= Consigne =
D'après la critique de The Handmaiden, quelle est la grande force du film ?
====== Extrait de page ======
Un nouveau Park Chan-wook, c'est dans le pire des cas l'assurance de se retrouver devant une pellicule visuellement aboutie, où le moindre plan est pensé au millimètre près pour étonner la rétine. Après son expérience américaine, l'esthète coréen revient dans son pays natal le temps de signer un mélodrame gothique/baroque manipulateur qui s'avère être, sur bien des points, un film qui fonctionne en binôme avec
Thirst, avec lequel il partage l'influence évidente de la littérature romanesque, ainsi qu''un traitement particulier dans la façon de le retranscrire à l'écran. Librement adapté d'un ouvrage que je n'ai jamais lu,
The Handmaiden a su me surprendre de par sa façon étonnante de raconter une histoire qui, somme toute, s'avère être classique sur bien des points. La construction en trois parties bien distinctes s'avère être la grande force du métrage, puisqu'elle permet de se focaliser sur des personnages particuliers et de revoir des scènes déjà vues auparavant sous un tout autre angle. Les apparences sont parfois trompeuses, et Park Chan-wook l'a très bien compris en dédiant les deux premières parties de son film à cet adage. Ainsi, il est étonnant de voir à quel point le réalisateur coréen renverse des situations pourtant bien établies, et leur fait dire tout autre chose seulement grâce à des angles de vues différents et des informations supplémentaires.
A première vue, cela pourra paraître comme du cinéma de petit malin, mais Park Chan-wook surprend en pensant sa mise en scène pour accentuer cet effet de manipulation. Avec
The Handmaiden, on est loin de la belle coquille vide, tant la réalisation crée du sens de façon jusqu'au-boutiste. Ainsi, un micro-détail tel qu'une servante se cognant le pied contre un mur en arrière-plan devient un moyen pour le cinéaste de situer temporellement une scène, pendant qu'un surcadrage s'avère être une façon de se jouer du spectateur, en lui faisant croire que le plan est là uniquement pour isoler dans le cadre deux personnages, alors que finalement l'enjeu de ce choix est de cacher une information vitale au public. Les deux premières parties de
The Handmaiden ne fonctionnent donc quasiment que sur ce principe franchement jouissif dès que l'on se rend compte de son existence, et comme
Thirst l'écriture des personnages n'est pas en reste puisque l'empathie est vite créé avec les deux personnages féminins, dont la relation est à la fois touchante, tragique et drôle. En parlant de rire, il est à noter que de la totalité des films de Park Chan-wook,
The Handmaiden est certainement celui qui maîtrise le mieux le registre comique. Si le changement de ton n'est pas forcément une habitude du réalisateur (contrairement à un Bong Joon-ho), il s'avère ici plutôt bien utilisé, avec notamment quelques gags inattendus et une gestion fabuleuse du hors-champ (le plan qui ouvre la séquence de la pendaison, une façon caractéristique de Park Chan-wook de créer le rire par l'image). A cela s'ajoute les délires habituels du cinéaste coréen, où le sexe peut prendre ici une direction autant touchante que malsaine, encore une fois, ceux qui ont appréciés la tension sexuelle de
Thirst ou
Stoker devront sûrement y trouver leur compte.
====== Données affichées ======
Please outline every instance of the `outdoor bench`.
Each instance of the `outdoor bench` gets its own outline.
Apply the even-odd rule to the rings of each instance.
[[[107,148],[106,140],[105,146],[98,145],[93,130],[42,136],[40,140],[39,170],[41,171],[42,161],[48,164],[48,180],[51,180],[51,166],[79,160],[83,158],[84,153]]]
======
= Réponse =
Sa construction en trois parties bien distinctes.